What to do →
Write each line exactly, from the line that holds "drop a point: the orange and black butterfly" through the final line of the material, and no other line.

Data extracted from a collection →
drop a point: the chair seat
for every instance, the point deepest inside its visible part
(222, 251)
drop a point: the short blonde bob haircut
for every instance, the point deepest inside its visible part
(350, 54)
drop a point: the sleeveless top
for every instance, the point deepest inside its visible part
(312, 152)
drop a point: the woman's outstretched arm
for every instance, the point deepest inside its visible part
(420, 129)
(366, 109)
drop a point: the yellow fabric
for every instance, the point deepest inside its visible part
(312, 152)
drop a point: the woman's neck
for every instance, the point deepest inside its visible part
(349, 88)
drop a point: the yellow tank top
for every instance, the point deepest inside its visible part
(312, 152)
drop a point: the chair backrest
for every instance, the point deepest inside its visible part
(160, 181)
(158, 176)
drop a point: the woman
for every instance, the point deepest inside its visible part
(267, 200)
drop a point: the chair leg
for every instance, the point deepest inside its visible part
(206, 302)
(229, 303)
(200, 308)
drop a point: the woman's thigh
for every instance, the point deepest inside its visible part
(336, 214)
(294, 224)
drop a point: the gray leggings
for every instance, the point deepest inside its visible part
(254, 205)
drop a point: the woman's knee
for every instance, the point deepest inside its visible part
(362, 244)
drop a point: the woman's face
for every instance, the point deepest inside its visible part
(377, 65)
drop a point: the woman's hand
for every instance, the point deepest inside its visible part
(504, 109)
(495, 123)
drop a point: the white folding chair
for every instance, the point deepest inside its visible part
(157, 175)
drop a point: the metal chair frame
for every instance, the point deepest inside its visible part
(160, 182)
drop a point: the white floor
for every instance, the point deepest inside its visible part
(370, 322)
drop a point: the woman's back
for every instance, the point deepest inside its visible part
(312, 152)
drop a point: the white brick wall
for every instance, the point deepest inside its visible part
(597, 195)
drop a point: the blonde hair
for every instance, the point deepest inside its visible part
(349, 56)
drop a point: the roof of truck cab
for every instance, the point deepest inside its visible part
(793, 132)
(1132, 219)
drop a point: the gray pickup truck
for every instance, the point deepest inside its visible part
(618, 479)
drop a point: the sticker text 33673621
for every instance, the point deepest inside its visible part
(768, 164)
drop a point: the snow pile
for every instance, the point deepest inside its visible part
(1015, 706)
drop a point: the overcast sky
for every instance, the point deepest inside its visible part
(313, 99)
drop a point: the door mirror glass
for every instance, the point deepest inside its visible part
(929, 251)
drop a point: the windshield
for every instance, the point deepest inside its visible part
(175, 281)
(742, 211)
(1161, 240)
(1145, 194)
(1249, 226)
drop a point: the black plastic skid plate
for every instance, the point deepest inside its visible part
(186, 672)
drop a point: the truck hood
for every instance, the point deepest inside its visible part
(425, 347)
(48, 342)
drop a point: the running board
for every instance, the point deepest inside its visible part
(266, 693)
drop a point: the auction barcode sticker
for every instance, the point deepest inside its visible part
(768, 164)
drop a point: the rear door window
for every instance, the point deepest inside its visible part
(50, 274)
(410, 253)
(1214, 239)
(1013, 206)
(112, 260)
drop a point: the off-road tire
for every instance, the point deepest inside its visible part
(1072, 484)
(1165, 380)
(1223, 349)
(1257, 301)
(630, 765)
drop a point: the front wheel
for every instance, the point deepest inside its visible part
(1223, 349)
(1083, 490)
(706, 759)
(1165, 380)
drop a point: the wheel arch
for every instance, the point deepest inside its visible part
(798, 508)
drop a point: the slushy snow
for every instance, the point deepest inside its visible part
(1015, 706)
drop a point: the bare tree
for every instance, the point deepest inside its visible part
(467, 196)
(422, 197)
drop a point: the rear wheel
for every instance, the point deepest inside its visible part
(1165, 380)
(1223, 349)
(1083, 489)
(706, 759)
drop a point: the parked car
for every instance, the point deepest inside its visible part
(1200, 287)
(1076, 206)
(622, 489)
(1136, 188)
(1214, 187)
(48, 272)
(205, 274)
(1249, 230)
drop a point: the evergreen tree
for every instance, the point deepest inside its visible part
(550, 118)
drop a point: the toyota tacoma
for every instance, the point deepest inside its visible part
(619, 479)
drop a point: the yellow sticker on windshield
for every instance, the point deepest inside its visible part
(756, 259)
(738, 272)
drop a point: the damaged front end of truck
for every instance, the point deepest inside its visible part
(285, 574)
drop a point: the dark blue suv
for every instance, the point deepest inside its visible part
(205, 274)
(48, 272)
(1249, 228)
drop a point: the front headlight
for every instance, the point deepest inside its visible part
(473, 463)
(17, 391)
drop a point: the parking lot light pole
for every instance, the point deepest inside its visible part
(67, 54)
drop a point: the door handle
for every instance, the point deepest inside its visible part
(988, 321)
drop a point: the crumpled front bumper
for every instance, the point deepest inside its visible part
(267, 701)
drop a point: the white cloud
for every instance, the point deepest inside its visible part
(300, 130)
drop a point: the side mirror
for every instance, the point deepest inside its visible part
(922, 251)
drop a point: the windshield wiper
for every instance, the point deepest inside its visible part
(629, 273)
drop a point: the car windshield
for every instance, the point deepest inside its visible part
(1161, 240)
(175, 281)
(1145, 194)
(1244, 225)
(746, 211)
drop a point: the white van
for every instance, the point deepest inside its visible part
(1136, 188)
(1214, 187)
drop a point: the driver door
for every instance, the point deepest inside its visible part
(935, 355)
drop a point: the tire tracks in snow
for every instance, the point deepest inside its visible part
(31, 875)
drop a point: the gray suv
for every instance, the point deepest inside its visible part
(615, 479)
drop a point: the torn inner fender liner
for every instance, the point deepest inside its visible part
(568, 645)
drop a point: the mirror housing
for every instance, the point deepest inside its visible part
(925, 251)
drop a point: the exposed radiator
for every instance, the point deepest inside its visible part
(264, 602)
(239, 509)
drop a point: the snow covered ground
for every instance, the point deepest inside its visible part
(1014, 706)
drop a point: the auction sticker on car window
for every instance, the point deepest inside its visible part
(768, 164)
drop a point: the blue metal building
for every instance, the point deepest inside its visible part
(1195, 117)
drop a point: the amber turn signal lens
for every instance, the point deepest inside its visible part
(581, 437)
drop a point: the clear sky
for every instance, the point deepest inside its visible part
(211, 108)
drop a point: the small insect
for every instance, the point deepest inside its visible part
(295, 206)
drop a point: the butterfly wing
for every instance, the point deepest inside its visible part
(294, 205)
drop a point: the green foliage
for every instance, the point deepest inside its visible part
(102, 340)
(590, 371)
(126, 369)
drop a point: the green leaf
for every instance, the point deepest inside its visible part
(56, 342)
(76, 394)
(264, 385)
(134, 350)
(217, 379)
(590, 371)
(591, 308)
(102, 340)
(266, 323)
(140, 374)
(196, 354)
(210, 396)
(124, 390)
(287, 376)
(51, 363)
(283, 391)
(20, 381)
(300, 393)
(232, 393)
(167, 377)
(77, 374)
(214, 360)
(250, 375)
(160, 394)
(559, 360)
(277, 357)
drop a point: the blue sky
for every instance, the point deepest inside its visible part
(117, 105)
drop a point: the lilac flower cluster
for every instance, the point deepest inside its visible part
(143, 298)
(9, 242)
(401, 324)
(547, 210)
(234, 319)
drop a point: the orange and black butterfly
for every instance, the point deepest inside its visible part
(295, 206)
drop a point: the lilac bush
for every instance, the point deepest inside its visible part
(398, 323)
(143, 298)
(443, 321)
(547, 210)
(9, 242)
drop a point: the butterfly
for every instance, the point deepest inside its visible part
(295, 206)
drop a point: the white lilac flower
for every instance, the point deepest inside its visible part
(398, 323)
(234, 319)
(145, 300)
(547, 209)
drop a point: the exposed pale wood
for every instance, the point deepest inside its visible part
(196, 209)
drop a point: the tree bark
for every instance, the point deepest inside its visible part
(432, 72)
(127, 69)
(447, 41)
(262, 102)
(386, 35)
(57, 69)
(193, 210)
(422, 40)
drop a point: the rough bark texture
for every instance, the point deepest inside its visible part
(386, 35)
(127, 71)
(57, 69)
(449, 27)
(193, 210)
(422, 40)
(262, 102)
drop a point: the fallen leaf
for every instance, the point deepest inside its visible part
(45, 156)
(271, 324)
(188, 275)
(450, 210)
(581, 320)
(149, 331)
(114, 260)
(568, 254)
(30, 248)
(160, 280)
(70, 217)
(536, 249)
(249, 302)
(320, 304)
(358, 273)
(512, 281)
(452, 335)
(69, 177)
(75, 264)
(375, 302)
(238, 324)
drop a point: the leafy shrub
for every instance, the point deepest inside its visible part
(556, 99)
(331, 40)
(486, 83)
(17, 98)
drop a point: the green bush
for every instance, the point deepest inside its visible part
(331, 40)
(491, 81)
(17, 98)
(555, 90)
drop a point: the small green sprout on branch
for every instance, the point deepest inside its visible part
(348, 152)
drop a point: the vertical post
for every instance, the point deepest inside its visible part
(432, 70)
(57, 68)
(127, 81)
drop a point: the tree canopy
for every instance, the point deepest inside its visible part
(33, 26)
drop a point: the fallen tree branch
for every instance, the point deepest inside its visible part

Answer to the problem →
drop a point: the orange and black butterfly
for every instance, the point deepest inside its visible part
(295, 206)
drop a point: the lilac bush
for every instance, the point deepest inside its visible part
(398, 323)
(143, 298)
(443, 321)
(547, 210)
(9, 242)
drop a point: the butterfly
for every instance, the point deepest inside its visible part
(295, 206)
drop a point: the white lilac flower
for every instance, the point deepest inside its visible part
(398, 323)
(234, 319)
(145, 300)
(547, 209)
drop a point: the exposed pale wood
for every instance, the point deepest inside its visible part
(196, 209)
drop a point: the tree bark
for every instance, the point deepest inside its visible part
(432, 72)
(127, 69)
(447, 41)
(262, 102)
(386, 35)
(57, 69)
(193, 210)
(422, 40)
drop a point: the rough bark texture
for every instance, the point deepest inside its visible part
(386, 35)
(127, 71)
(57, 69)
(449, 27)
(193, 210)
(422, 40)
(262, 102)
drop a point: the fallen leaf
for every instance, the point deepest inside its visible part
(45, 156)
(271, 324)
(188, 275)
(450, 210)
(581, 320)
(149, 331)
(114, 260)
(568, 254)
(30, 248)
(160, 280)
(70, 217)
(536, 249)
(249, 302)
(320, 304)
(358, 273)
(512, 281)
(452, 335)
(69, 177)
(75, 264)
(375, 302)
(238, 324)
drop a point: the leafy shrub
for every instance, the point deepest inside its visible part
(556, 99)
(331, 40)
(486, 83)
(17, 98)
drop a point: the green bush
for every instance, the point deepest inside its visible part
(331, 40)
(491, 81)
(17, 98)
(555, 90)
drop a point: the small green sprout on branch
for every instance, the point deepest inside its visible part
(348, 152)
drop a point: the vertical post
for every instance, the point deepest inside its visible part
(432, 70)
(57, 68)
(127, 81)
drop a point: the tree canopy
for every instance, the point deepest inside its visible part
(33, 26)
drop a point: the fallen tree branch
for every instance, the point deepest inside its visible part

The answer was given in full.